[WHAT THE TASK REQUIRES] Reproduce the passage from the "Life is short" post, starting with "so what will" and going on through "lover, your friends??".

[EXCERPT]
Wednesday, September 15, 2010

Life is short


Lets talk about life
everyone knows that life is short
but do you really cherish and appreciate it?
so what will you do to make your life interesting or enjoyable
what do you think that what is the most important to you
your family, your lover, your friends??
For me, the most important person I do really care is my mother
of course my daddy and my brother
for me, my life is full of setbacks
and I do really appreciated those people who came into my life
without you guys, I am nothing
you get it what I want to say?

I have a terrible experience when I was in high school
I know maybe some of you knew that
but I want to share my experience here
When I was senior 2 in my high school,
I was suffering from the imagination of my death and the funeral scenes of my relatives
every times I closed my eyes during the night time
I could see the funeral of my relatives or even myself
and I can see the bones of myself in the coffin
which was so sad for me
and I almost cried for every nights
and it was so painful to see my loves one was going to leave me behind
and I have been suffering for almost 3 months I think
and I learnt from that
death is a part of life process
everyone will go through this
Do you think about it when you are alone?
it is so horrible and scariness
I was afraid and helpless during the time
and I did not tell my mother, worried that I might scare her if I told her
but I did ask a lot of friends, "do you scared about dying?"

[Dataset excerpts about pointing at objects]
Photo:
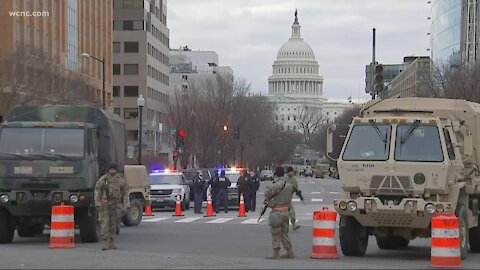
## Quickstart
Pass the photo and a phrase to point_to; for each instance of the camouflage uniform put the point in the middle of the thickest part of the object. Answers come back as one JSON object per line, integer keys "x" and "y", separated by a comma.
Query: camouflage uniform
{"x": 291, "y": 211}
{"x": 279, "y": 196}
{"x": 107, "y": 205}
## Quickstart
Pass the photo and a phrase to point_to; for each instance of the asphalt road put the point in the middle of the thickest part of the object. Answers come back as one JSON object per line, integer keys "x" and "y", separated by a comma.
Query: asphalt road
{"x": 220, "y": 242}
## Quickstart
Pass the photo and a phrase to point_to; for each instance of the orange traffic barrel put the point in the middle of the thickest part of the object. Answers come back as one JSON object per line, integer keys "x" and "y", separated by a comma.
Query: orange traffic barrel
{"x": 445, "y": 251}
{"x": 323, "y": 242}
{"x": 62, "y": 228}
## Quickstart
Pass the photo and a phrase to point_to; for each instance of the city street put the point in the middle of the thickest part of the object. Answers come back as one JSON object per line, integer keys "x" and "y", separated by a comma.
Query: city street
{"x": 224, "y": 241}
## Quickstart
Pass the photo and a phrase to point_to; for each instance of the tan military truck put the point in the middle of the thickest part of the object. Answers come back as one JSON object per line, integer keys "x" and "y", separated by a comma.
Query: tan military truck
{"x": 403, "y": 161}
{"x": 136, "y": 177}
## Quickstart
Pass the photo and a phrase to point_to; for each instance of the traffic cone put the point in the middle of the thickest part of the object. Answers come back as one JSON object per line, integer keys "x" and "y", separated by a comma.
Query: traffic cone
{"x": 178, "y": 207}
{"x": 323, "y": 242}
{"x": 241, "y": 208}
{"x": 62, "y": 234}
{"x": 445, "y": 251}
{"x": 148, "y": 209}
{"x": 209, "y": 206}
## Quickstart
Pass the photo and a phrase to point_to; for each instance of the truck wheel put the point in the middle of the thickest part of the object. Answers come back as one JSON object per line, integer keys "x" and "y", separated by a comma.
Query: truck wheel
{"x": 461, "y": 213}
{"x": 353, "y": 237}
{"x": 391, "y": 242}
{"x": 7, "y": 229}
{"x": 89, "y": 226}
{"x": 474, "y": 239}
{"x": 133, "y": 217}
{"x": 24, "y": 230}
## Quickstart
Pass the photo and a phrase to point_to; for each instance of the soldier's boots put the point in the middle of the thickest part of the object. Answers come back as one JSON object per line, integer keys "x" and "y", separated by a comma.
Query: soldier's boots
{"x": 106, "y": 244}
{"x": 289, "y": 254}
{"x": 275, "y": 255}
{"x": 112, "y": 244}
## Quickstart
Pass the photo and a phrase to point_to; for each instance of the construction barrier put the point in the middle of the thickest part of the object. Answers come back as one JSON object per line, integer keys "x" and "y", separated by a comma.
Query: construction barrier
{"x": 323, "y": 242}
{"x": 209, "y": 206}
{"x": 62, "y": 228}
{"x": 178, "y": 207}
{"x": 445, "y": 251}
{"x": 241, "y": 207}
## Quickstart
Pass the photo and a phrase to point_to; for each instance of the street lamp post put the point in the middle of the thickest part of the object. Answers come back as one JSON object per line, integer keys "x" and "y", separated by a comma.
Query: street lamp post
{"x": 140, "y": 103}
{"x": 87, "y": 55}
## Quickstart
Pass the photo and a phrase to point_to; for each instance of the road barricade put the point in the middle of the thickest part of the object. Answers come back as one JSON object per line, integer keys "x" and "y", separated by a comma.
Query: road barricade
{"x": 62, "y": 228}
{"x": 323, "y": 243}
{"x": 445, "y": 251}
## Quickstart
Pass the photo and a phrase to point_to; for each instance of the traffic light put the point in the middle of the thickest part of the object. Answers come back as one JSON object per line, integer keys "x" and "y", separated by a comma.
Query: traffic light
{"x": 378, "y": 78}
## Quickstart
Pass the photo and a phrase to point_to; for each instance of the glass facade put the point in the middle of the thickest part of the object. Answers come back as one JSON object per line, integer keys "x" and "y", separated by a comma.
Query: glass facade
{"x": 446, "y": 31}
{"x": 72, "y": 62}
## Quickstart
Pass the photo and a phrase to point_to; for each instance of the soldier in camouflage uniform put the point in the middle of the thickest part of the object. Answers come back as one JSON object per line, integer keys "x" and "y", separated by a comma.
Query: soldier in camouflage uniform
{"x": 291, "y": 210}
{"x": 110, "y": 191}
{"x": 279, "y": 196}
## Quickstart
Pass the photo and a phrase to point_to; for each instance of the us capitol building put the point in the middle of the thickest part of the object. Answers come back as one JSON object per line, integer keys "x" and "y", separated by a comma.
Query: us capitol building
{"x": 296, "y": 85}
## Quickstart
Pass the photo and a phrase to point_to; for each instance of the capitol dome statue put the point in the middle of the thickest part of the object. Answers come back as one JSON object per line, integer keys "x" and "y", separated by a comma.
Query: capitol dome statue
{"x": 296, "y": 71}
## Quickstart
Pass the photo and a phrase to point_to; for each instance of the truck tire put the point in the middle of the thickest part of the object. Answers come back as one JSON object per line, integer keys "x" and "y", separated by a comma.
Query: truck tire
{"x": 89, "y": 226}
{"x": 30, "y": 230}
{"x": 353, "y": 237}
{"x": 7, "y": 229}
{"x": 134, "y": 215}
{"x": 461, "y": 213}
{"x": 391, "y": 242}
{"x": 474, "y": 239}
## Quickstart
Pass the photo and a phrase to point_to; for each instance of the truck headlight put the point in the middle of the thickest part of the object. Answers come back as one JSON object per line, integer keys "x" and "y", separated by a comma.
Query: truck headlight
{"x": 430, "y": 208}
{"x": 74, "y": 198}
{"x": 4, "y": 198}
{"x": 352, "y": 206}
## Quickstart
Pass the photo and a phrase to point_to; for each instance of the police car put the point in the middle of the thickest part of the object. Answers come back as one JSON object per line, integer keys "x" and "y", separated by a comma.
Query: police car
{"x": 165, "y": 186}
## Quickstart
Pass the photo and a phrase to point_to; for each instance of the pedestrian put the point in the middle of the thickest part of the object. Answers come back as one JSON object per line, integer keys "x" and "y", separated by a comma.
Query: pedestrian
{"x": 291, "y": 211}
{"x": 213, "y": 187}
{"x": 254, "y": 186}
{"x": 198, "y": 190}
{"x": 110, "y": 192}
{"x": 278, "y": 196}
{"x": 222, "y": 191}
{"x": 243, "y": 187}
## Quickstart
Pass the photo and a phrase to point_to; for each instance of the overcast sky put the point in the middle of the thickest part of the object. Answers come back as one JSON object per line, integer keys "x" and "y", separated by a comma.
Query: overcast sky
{"x": 248, "y": 33}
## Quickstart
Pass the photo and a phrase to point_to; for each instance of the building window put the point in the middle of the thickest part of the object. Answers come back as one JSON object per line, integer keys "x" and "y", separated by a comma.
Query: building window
{"x": 130, "y": 91}
{"x": 116, "y": 47}
{"x": 116, "y": 69}
{"x": 130, "y": 47}
{"x": 130, "y": 113}
{"x": 130, "y": 69}
{"x": 116, "y": 91}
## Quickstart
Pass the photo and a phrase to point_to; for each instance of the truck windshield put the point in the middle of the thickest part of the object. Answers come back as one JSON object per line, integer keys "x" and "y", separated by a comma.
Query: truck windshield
{"x": 368, "y": 142}
{"x": 51, "y": 142}
{"x": 418, "y": 143}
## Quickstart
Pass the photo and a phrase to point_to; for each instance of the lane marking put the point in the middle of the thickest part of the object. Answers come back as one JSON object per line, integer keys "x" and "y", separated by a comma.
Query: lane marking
{"x": 187, "y": 220}
{"x": 252, "y": 221}
{"x": 154, "y": 219}
{"x": 220, "y": 220}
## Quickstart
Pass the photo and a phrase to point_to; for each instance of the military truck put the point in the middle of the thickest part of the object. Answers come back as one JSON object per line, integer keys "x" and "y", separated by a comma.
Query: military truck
{"x": 403, "y": 161}
{"x": 51, "y": 155}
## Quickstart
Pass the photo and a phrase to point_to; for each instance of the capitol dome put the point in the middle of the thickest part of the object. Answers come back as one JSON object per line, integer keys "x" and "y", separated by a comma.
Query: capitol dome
{"x": 296, "y": 72}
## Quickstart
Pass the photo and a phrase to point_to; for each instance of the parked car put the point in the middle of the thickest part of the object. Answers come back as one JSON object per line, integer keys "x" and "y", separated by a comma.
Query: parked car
{"x": 165, "y": 186}
{"x": 266, "y": 175}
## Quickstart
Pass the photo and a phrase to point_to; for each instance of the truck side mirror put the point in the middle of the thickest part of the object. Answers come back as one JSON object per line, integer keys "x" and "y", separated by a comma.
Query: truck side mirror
{"x": 330, "y": 131}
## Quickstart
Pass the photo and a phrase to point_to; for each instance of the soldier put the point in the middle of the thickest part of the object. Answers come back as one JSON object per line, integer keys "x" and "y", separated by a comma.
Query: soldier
{"x": 110, "y": 190}
{"x": 279, "y": 196}
{"x": 222, "y": 184}
{"x": 291, "y": 210}
{"x": 198, "y": 188}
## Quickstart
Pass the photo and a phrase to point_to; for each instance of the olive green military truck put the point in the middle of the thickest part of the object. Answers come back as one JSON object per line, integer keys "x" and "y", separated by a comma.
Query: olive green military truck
{"x": 51, "y": 155}
{"x": 403, "y": 161}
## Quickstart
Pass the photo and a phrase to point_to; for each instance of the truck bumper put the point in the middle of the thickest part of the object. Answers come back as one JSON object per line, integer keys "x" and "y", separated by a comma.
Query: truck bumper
{"x": 410, "y": 212}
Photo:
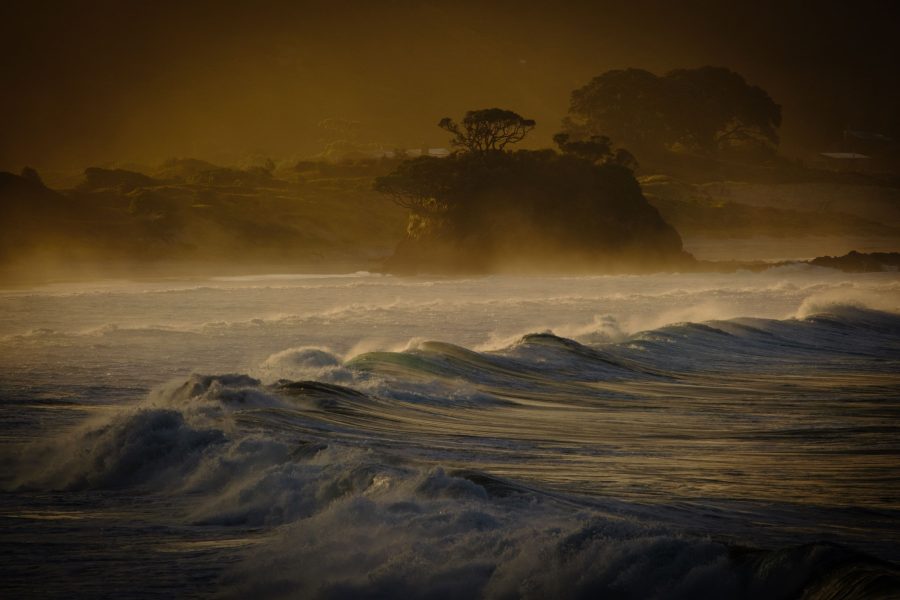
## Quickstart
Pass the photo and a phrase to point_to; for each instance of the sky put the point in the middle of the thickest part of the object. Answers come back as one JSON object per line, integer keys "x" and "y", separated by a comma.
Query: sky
{"x": 105, "y": 83}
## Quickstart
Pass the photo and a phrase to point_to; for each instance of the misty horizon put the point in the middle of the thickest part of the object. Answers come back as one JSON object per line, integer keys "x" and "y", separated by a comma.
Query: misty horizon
{"x": 109, "y": 84}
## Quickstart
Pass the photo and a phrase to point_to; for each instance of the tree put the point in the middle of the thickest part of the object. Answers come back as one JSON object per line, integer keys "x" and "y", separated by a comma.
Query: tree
{"x": 709, "y": 110}
{"x": 597, "y": 149}
{"x": 420, "y": 184}
{"x": 628, "y": 105}
{"x": 713, "y": 110}
{"x": 487, "y": 129}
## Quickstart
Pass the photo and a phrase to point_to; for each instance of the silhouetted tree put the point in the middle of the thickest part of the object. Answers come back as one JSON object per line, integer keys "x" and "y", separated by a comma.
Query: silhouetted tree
{"x": 713, "y": 109}
{"x": 626, "y": 105}
{"x": 597, "y": 149}
{"x": 709, "y": 110}
{"x": 419, "y": 184}
{"x": 487, "y": 129}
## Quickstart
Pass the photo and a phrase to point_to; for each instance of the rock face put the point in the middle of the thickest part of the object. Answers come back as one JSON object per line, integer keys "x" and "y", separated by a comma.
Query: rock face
{"x": 532, "y": 211}
{"x": 858, "y": 262}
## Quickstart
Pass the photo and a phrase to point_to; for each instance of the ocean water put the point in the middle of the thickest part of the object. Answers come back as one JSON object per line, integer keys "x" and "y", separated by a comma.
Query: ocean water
{"x": 289, "y": 436}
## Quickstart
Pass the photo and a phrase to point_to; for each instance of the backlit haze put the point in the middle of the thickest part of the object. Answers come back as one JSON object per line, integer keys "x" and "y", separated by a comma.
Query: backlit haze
{"x": 102, "y": 83}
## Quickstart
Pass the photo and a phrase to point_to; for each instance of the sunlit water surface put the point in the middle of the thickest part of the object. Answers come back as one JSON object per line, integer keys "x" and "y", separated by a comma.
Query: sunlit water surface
{"x": 669, "y": 436}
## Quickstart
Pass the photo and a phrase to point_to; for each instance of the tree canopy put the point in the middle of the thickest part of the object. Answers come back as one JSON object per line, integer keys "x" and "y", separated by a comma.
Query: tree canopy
{"x": 487, "y": 129}
{"x": 709, "y": 110}
{"x": 486, "y": 207}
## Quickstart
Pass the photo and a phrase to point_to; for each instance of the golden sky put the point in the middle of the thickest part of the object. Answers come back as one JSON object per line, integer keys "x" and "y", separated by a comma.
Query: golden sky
{"x": 101, "y": 82}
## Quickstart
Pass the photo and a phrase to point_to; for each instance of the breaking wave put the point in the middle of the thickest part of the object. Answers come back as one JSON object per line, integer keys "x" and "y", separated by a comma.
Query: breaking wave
{"x": 550, "y": 467}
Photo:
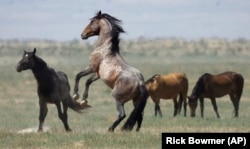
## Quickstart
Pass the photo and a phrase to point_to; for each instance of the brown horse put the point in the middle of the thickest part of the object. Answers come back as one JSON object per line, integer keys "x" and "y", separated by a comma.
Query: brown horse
{"x": 212, "y": 86}
{"x": 168, "y": 87}
{"x": 105, "y": 62}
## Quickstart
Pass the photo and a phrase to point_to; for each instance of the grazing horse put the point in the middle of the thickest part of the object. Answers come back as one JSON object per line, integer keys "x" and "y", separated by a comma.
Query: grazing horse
{"x": 212, "y": 86}
{"x": 53, "y": 87}
{"x": 105, "y": 62}
{"x": 168, "y": 87}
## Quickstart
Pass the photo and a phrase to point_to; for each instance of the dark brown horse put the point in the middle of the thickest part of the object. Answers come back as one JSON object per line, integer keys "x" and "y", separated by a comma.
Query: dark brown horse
{"x": 53, "y": 87}
{"x": 215, "y": 86}
{"x": 168, "y": 87}
{"x": 105, "y": 62}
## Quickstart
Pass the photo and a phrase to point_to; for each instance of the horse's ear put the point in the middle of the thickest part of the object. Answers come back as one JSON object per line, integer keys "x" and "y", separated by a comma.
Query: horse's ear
{"x": 99, "y": 13}
{"x": 34, "y": 51}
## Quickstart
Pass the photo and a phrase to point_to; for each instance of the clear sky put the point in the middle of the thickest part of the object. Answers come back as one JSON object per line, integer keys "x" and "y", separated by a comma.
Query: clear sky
{"x": 65, "y": 19}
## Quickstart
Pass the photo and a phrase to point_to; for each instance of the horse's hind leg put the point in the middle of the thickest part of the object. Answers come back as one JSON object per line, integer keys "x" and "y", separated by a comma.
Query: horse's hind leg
{"x": 215, "y": 106}
{"x": 91, "y": 79}
{"x": 235, "y": 102}
{"x": 157, "y": 106}
{"x": 121, "y": 116}
{"x": 176, "y": 106}
{"x": 42, "y": 114}
{"x": 63, "y": 116}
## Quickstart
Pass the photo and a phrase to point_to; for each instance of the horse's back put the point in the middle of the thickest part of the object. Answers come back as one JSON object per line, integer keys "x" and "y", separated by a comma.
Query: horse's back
{"x": 63, "y": 83}
{"x": 222, "y": 84}
{"x": 167, "y": 86}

[ANSWER TO THE TASK]
so what will you do to make your life interesting or enjoyable
what do you think that what is the most important to you
your family, your lover, your friends??